Information supplied
■ ■ ■ ■

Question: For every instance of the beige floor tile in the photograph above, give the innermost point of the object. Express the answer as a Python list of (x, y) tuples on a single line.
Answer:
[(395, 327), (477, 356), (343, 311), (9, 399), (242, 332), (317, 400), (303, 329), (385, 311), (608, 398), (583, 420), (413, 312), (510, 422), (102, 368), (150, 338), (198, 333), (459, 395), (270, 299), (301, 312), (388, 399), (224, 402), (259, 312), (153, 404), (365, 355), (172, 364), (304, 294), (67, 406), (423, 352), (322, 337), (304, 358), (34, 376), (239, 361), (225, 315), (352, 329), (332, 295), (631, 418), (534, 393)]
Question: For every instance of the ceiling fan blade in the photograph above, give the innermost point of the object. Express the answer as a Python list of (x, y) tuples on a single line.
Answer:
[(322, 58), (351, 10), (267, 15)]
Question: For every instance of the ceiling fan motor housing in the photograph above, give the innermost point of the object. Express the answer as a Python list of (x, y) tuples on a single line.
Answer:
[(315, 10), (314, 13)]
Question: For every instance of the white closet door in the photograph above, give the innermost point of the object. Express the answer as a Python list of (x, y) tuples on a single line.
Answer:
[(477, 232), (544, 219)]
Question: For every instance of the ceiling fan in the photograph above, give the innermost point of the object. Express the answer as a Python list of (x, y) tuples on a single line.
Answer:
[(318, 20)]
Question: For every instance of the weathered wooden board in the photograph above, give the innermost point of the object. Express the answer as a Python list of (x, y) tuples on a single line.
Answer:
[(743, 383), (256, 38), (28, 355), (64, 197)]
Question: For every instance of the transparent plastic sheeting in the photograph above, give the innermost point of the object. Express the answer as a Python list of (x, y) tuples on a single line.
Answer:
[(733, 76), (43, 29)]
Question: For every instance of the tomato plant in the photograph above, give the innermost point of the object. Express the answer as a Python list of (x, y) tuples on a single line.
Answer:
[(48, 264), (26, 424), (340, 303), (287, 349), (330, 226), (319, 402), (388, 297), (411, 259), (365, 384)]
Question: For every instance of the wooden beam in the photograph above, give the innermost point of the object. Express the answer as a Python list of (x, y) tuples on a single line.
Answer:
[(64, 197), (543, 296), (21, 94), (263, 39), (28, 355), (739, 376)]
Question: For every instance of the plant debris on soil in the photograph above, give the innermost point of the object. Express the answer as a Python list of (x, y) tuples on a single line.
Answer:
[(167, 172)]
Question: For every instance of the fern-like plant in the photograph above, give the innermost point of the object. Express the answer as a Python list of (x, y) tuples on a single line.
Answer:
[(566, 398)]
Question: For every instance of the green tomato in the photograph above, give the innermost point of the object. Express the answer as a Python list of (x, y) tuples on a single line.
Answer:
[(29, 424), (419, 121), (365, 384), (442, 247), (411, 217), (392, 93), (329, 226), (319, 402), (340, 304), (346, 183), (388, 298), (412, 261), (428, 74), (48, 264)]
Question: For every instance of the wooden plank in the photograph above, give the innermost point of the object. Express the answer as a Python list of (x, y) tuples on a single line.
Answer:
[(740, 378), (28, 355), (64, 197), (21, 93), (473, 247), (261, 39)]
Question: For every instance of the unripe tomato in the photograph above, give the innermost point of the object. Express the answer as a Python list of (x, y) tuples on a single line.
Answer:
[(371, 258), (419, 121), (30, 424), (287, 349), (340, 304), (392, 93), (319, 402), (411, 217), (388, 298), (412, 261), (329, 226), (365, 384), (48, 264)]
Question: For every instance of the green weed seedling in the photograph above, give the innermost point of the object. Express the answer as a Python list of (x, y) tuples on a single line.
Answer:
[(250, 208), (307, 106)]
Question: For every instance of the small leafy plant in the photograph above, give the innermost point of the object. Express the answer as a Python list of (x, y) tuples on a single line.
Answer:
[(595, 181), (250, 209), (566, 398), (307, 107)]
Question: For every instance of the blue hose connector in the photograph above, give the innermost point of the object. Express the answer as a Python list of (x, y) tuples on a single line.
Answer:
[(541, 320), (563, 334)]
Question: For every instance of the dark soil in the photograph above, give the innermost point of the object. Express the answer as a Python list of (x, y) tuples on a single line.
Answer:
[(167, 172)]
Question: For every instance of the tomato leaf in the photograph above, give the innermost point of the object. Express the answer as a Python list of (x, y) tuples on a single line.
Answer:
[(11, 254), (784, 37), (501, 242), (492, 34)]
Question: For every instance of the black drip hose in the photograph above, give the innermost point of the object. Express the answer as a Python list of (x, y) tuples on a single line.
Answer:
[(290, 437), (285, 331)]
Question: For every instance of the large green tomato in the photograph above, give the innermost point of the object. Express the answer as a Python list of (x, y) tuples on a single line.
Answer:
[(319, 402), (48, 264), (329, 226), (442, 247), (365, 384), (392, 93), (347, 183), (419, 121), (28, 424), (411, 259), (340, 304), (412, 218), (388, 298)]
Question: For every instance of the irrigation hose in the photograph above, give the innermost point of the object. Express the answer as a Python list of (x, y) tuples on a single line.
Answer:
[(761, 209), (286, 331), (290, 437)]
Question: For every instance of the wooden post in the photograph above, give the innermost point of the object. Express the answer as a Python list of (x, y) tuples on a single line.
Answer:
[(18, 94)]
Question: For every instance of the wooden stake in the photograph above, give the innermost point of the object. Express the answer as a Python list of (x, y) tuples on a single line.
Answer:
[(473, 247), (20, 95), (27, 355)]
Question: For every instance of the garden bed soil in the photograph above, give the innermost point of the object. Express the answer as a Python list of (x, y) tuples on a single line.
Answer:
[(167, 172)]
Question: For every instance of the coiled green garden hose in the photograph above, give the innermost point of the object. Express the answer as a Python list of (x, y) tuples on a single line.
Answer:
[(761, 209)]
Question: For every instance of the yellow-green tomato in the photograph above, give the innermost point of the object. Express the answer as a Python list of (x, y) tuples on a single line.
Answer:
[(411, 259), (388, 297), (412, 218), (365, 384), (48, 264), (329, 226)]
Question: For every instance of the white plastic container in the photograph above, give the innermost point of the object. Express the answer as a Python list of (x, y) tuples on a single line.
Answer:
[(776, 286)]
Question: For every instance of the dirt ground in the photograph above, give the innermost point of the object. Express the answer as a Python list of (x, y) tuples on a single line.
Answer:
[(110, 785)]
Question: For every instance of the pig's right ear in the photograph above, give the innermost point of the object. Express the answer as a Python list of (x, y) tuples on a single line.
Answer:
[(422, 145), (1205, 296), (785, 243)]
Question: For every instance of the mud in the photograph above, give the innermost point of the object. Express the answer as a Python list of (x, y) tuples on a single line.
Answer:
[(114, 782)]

■ ■ ■ ■

Your task
An exact transcription of all the records is required.

Result of the exercise
Question: For every instance of the beige floor tile in the photograph above, give the innermost point of the object. Express the answer as a Python list of (x, y) tuples on a single line.
Answer:
[(395, 327), (477, 356), (343, 311), (9, 399), (242, 332), (317, 400), (303, 329), (385, 311), (608, 398), (583, 420), (413, 312), (510, 422), (102, 368), (150, 338), (198, 333), (459, 395), (270, 299), (301, 312), (388, 399), (224, 402), (259, 312), (153, 404), (365, 355), (172, 364), (304, 294), (67, 406), (423, 352), (322, 337), (304, 358), (34, 376), (239, 361), (225, 315), (352, 329), (332, 295), (631, 418), (534, 393)]
Question: For every instance of the ceiling fan blade in the photograph above, give the innermost point of the object. Express the answer as a Python list of (x, y) tuples on a single line.
Answer:
[(322, 58), (351, 10), (267, 15)]
Question: For every instance of the ceiling fan motor housing in the photograph above, give the innermost point of the object. Express the answer as a Python list of (x, y) tuples on a single line.
Answer:
[(315, 10), (314, 13)]
Question: For every instance of the white closet door in the photograph above, give the innermost point of the object. Express the answer as a Python list of (x, y) tuples on a single line.
Answer:
[(477, 232), (544, 219)]
Question: For every instance of the ceiling fan in the photograph above, give the innermost point of the object. Express the answer as a Python list of (x, y) tuples on a single line.
Answer:
[(318, 20)]
Question: For every instance of the weathered wooden board in the photograph above, give the innermost point of the object. Express the answer as a Python list of (x, y) tuples on a single line.
Answer:
[(743, 383), (256, 38), (28, 355), (64, 197)]
Question: For every instance of the transparent plastic sheeting in the photograph above, give the innermost point of the object. Express the answer as a Python list of (x, y) tuples on a single line.
Answer:
[(733, 76), (43, 29)]
Question: For every instance of the tomato plant in the photograph above, give the innermost point of the object. Express the answer as a Python list of (x, y) tuples on a single line.
Answer:
[(48, 264), (26, 424), (340, 303), (287, 349), (330, 226), (319, 402), (388, 297), (411, 259), (365, 384)]
Question: For every instance of the wooden beam in the photograph above, give the innermost point of the object. Express the answer as a Python list of (x, y) tuples on a single line.
Answer:
[(64, 197), (543, 296), (21, 94), (263, 39), (28, 355), (739, 376)]
Question: For every instance of the plant debris on soil in the photograph above, give the innermost point of the object. Express the answer as a Python list of (x, y) tuples on a single line.
Answer:
[(167, 172)]
Question: For every instance of the fern-like plant in the photograph above, give the innermost point of the object. Express the answer as a Python list of (x, y) tuples on a single line.
Answer:
[(566, 398)]
Question: For every instance of the green tomato in the photograph above, give the innermost point of the object. Express the answer as a Python list of (x, y) tuples on a single line.
Answer:
[(29, 424), (419, 121), (365, 384), (442, 247), (411, 217), (392, 93), (329, 226), (319, 402), (340, 304), (346, 183), (388, 298), (412, 261), (428, 74), (48, 264)]
Question: For every instance of the wooden plank in the photograph above, give the innermost point of the object. Express the answer as a Python list of (x, y) tuples on a single line.
Answer:
[(740, 378), (28, 355), (64, 197), (21, 93), (473, 247), (261, 39)]
Question: For every instance of the unripe tomato in the photograph above, give the innermost point of the object. Express the answer as a Python list of (x, y) tuples on a single line.
Answer:
[(371, 258), (419, 121), (30, 424), (287, 349), (340, 304), (392, 93), (319, 402), (411, 217), (388, 298), (412, 261), (329, 226), (365, 384), (48, 264)]
Question: For every instance of the green weed seedling in the photograph above, give the innermost point of the object. Express the answer as a Python list of (x, y) tuples on a single line.
Answer:
[(250, 208), (307, 106)]
Question: For every instance of the small leafy plant in the photograph above, give the innermost point of the object. Express the answer as a Python list of (x, y) tuples on a single line.
Answer:
[(595, 181), (250, 209), (566, 398), (307, 107)]
Question: For every instance of the blue hose connector in the photograph above, give the innermost point of the object. Express the answer as a Python list of (x, y) tuples on a single line.
Answer:
[(541, 320), (563, 334)]
Question: For every instance of the dark soil in the photograph above, give the innermost point of the object. Express the answer as a Python list of (x, y) tuples on a single line.
Answer:
[(167, 172)]
Question: For every instance of the tomato leaf in the photograph above, give the innermost point of the object. Express the answer as a Python list of (x, y) tuples on a single line.
Answer:
[(11, 254), (784, 37), (501, 242), (492, 34)]
Question: For every instance of the black drip hose in the photograph above, give the innermost point of the object. Express the answer as a Python list of (x, y) tuples on a single line.
Answer:
[(290, 437), (285, 331)]
Question: For every instance of the large green tomato in the photograph above, give the innermost point of the object. Express the answer as a Python list of (x, y) tuples on a single line.
Answer:
[(319, 402), (48, 264), (329, 226), (442, 247), (365, 384), (392, 93), (347, 183), (419, 121), (28, 424), (411, 259), (340, 304), (412, 218), (388, 298)]
Question: For every instance of the irrigation hose in the photograph above, give the innermost point of the object. Express the answer as a Python list of (x, y) tuples on a single line.
Answer:
[(761, 209), (286, 331), (290, 437)]
Question: For every instance of the wooden post in the photograph above, give the innermost point of the object. Express the answer as a Python list of (x, y) tuples on a single line.
Answer:
[(18, 94)]
Question: For every instance of the wooden stake in the photograph above, give the innermost point of the object. Express the answer as a Python list of (x, y) tuples on a single line.
Answer:
[(473, 247), (20, 95), (27, 355)]
Question: For every instance of the garden bed soil in the photograph above, give the innermost point of the object. Express the answer as a Python list of (x, y) tuples on a single line.
Answer:
[(167, 172)]
Question: For every instance of the coiled green garden hose in the photograph above, give the innermost point of the object. Express the answer as a Python list of (x, y) tuples on a single line.
Answer:
[(761, 209)]
Question: For every instance of the yellow-green tomato in the photograph above, give the innermost point of the object. Express the answer as a Python list of (x, y) tuples on a single line.
Answer:
[(411, 259), (388, 297), (412, 218), (365, 384), (48, 264), (329, 226)]
Question: For every instance of the white plastic container in the photograph above, give the innermost point of the object. Express the answer as a Python list of (x, y) tuples on a single line.
Answer:
[(776, 286)]
Question: For every instance of the dirt ground in the photograph above, give the innermost point of the object. Express the answer as a Python list of (x, y) tuples on a single line.
Answer:
[(110, 785)]
Question: For every instance of the pig's right ear in the photograph above, give the innermost point of the object. Express the answer as a Python list of (x, y) tuples on a single line.
Answer:
[(422, 145), (1205, 296), (785, 243)]
Question: For every instance of the mud in the photograph above, give the innermost point of the object. Express the answer as a Python list of (x, y) tuples on a single line.
Answer:
[(114, 782)]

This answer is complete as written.